#### Excerpted text
Just because you have a great looking beard doesn’t mean you can’t also have a great feeling sleep experience. The great news you have been waiting for is yes, you absolutely can enjoy the benefits of Continuous Positive Airway Pressure (CPAP) therapy while sporting a manly mane. While sleep experts, also known as respiratory therapists, initially discouraged having a beard in conjunction with CPAP therapy, users predictably chose their beards over continued use of a CPAP mask and CPAP machine. Instead of trying to persuade CPAP patients to abandon their beards, the industry has begun to incorporate such facial features into their mask design and allowing users the benefit of choice when it comes to their CPAP experience.
As Philips Respironics’ chief medical liaison Teofilo Lee-Chiong, Jr, MD best said, “Masks should be chosen to fit a specific face, rather than the other way around.” As a result, many masks available on the CPAP Supplies website are compatible with your fierce beard. Your best bet is to stay away from masks that rest on your upper lip, since the facial hair on your upper lip can create an uneven seal and air can slip out of your mask. When air escapes, it lowers the pressure prescribed by your doctor, and the CPAP machine doesn’t effectively treat your obstructive sleep apnea symptoms nearly as well as it normally would.
Which one do I use?
CPAP mask designers recommend that patients with a beard use a full face CPAP mask to make sure the facial hair doesn’t disrupt the air flow in the CPAP therapy. Fisher & Paykel’s FlexiFit line provides an ideal fit for bearded CPAP users, since it doesn’t lie on the lip. Another potential option is to use the RemZzzs’ sleep pads that act as a natural sealant around the mask, but are created to reduce irritation and inflammation where the mask lining meets the face. The facial hair will remain flat below the padding, which ensures that the seal remains intact.

#### Records shown

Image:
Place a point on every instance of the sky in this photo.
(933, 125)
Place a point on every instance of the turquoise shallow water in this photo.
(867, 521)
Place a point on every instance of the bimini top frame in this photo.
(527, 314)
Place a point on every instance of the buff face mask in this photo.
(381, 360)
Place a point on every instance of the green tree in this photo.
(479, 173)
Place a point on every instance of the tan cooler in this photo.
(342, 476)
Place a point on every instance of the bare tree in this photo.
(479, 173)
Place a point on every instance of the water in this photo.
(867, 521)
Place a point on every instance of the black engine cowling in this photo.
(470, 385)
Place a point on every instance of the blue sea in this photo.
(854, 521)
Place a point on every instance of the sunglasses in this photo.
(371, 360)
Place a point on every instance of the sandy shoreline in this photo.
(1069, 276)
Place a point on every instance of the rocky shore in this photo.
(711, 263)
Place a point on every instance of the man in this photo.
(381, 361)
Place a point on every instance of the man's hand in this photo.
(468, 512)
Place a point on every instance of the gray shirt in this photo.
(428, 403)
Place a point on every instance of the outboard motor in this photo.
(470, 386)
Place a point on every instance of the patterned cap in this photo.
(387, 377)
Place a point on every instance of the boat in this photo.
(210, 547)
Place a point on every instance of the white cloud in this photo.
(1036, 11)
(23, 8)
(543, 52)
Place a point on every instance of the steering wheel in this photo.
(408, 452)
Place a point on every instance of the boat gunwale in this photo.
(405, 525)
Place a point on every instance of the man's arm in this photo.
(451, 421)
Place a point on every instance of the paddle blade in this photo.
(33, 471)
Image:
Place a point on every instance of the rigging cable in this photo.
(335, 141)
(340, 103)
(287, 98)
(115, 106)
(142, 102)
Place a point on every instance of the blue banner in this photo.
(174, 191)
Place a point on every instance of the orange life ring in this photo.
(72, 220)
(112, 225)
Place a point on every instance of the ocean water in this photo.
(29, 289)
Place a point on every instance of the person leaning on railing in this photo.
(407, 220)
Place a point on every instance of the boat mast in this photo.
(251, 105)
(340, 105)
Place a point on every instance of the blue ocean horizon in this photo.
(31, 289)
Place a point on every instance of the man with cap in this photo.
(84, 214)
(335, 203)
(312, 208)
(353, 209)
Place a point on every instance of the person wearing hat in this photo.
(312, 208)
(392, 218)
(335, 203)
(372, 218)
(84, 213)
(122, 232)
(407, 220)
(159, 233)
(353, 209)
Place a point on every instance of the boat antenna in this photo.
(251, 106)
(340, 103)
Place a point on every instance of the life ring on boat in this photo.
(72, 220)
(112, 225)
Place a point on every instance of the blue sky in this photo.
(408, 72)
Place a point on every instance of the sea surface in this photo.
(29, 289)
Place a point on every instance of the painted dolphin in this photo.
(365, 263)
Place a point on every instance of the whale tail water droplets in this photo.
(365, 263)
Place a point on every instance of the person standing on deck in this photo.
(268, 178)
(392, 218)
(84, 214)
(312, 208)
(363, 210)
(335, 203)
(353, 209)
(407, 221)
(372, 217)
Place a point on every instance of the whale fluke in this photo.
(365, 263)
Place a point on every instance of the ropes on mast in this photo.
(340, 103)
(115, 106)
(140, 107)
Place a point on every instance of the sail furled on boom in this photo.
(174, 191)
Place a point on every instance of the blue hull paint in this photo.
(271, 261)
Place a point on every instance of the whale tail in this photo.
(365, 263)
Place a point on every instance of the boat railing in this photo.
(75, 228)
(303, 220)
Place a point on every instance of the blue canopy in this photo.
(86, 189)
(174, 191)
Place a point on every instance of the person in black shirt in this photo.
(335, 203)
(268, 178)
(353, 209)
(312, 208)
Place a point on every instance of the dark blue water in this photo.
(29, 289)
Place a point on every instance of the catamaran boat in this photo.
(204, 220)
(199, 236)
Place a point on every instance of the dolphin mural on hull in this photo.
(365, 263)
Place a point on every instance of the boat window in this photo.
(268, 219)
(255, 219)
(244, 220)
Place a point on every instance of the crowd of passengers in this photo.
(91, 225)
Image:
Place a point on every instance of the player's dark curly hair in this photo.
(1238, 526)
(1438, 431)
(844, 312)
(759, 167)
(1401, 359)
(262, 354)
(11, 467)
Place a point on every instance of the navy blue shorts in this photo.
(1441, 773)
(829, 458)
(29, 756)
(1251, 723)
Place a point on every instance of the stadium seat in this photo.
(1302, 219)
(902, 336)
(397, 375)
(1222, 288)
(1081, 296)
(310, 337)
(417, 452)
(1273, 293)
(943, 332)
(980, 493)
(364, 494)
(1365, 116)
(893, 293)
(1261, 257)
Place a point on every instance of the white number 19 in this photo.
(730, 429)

#### Work order
In the text on CPAP therapy with a beard, rewrite the paragraph beginning "CPAP mask designers recommend" as a short bulleted list that keeps its main facts.

#### Answer below
- Mask designers recommend a full face CPAP mask for bearded patients so facial hair doesn't disrupt the air flow.
- Fisher & Paykel's FlexiFit line fits bearded users well because it doesn't lie on the lip.
- RemZzzs sleep pads are another option. They act as a natural sealant around the mask and reduce irritation and inflammation where the mask lining meets the face.
- Facial hair stays flat under the padding, so the seal stays intact.